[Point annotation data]
** Begin **

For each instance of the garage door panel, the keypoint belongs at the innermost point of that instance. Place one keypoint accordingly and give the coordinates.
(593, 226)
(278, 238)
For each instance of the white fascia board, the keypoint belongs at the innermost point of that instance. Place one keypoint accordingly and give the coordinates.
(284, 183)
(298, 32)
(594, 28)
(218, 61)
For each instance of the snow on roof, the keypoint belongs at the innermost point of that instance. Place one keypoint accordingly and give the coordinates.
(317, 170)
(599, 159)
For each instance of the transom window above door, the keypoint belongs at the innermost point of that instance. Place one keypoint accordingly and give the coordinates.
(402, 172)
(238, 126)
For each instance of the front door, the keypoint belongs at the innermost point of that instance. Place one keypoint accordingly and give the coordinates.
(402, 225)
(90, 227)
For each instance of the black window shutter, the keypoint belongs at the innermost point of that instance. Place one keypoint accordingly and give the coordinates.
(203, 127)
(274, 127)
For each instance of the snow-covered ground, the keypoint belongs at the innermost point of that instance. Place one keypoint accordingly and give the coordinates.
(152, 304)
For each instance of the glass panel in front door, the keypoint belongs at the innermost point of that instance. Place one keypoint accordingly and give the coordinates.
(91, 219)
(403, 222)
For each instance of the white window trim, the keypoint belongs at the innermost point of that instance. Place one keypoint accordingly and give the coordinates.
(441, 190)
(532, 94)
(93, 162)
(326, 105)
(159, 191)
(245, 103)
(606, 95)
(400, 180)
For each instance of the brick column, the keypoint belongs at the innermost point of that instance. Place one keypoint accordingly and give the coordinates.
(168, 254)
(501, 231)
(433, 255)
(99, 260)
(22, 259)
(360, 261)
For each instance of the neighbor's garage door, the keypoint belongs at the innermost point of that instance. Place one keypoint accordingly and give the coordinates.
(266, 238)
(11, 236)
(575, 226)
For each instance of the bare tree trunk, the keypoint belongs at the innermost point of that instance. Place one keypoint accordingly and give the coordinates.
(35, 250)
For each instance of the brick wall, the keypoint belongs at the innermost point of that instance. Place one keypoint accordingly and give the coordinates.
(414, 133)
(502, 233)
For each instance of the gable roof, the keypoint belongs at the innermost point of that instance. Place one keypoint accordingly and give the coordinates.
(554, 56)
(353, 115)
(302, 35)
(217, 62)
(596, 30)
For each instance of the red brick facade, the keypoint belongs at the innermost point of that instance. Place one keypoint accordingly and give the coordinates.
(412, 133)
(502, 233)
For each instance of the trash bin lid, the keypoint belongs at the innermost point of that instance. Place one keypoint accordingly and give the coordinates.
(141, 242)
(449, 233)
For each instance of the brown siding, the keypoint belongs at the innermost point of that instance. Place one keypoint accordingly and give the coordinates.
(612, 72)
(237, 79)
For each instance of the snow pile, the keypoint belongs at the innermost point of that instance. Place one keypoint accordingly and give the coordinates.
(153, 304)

** End **

> Stated exercise
Can you lay out all of the items above as a two-column CSV with the columns "prompt" and "points", one row per item, putting each item's text and its answer in a single quoted field with any line breaks turned into spaces?

> Worked answer
prompt,points
"For each instance of the garage door panel, the keypoint belongs at the innermost point of that instance. Place one keypoint accordingly and give the coordinates.","(593, 226) (278, 238)"
"For each instance of the white fascia board, the keypoint belongs at the innermost point of that instance. Place one keypoint accordingly and give the coordinates.","(284, 183) (298, 32) (594, 28) (218, 61)"
"For each instance of the snow on roof, the keypoint belongs at the innermost point of that instance. Place one keypoint accordingly and give the coordinates.","(317, 170) (599, 159)"
"For each instance of the transom window above door, the keypoint belongs at the innermost point of that instance. Place one keypoint accordingly and give the coordinates.","(402, 172) (238, 126)"
"For each instance of the front door, the keypoint belongs at the innermost point of that instance. Place one keypoint accordingly and give the coordinates.","(402, 225) (90, 227)"
"For each instance of the black window shutter, the keypoint belongs at the innermost point of that instance. Place one keypoint accordingly and give the coordinates.","(203, 127) (274, 127)"
"For each instance of the snow-covered ground, the keypoint belongs at the innermost point of that instance. Place one keypoint accordingly and give the coordinates.","(152, 304)"
"For each instance of the glass panel in front door, the keypoint belongs at the innermost point of that instance. Place one keypoint accordingly and give the coordinates.","(91, 219) (403, 222)"
"For each instance of the white window trim, the keypoint belongs at the innermost point of that instance. Place one keypoint accordingly and give the coordinates.","(441, 190) (532, 94) (93, 162) (326, 105) (159, 191) (245, 103) (606, 95) (400, 180)"
"For each instance of the brick column, the keypoint belongs at the innermost point of that instance. Place one keypoint accordingly and give the coordinates.","(168, 254) (501, 231) (433, 255) (99, 260) (22, 259) (360, 261)"
"For each instance of the neighbor's garage door, the keypoint belongs at the innermost point of that instance. Place one keypoint accordingly and give the coordinates.","(266, 238) (11, 236) (575, 226)"
"For each instance of the bare tree trunk, the keypoint belongs at the innermost point of that instance. Place one keypoint accordingly and give the coordinates.","(35, 250)"
"For each instance of the brick wall, the keypoint belongs at the innermost point of that instance. Place one keypoint accordingly and give the coordinates.","(414, 133) (502, 233)"
"For each instance of the gable roof, the keypoint belongs at the innermost point of that instance. Place one keypoint accordingly and give the coordinates.","(554, 56) (353, 115) (302, 35) (217, 62) (596, 30)"
"For each instance of the red brick facade, the keypoint belongs at the innermost point of that instance. Place one keypoint accordingly and give the coordinates.","(412, 133) (502, 233)"
"For each instance of the trash bin lid, the keypoint belongs at the innermost point of that instance. Place one keypoint accordingly and give the coordinates.","(141, 242) (449, 233)"
"For each instance of the brown siding, the keypoint belongs at the innermost point of that instance. Place one keypoint accordingly and give the coordinates.","(612, 72) (237, 79)"
"For each instance of the snow pile, the keypoint belongs at the innermost point of that instance. Place one keypoint accordingly and give the coordinates.","(153, 304)"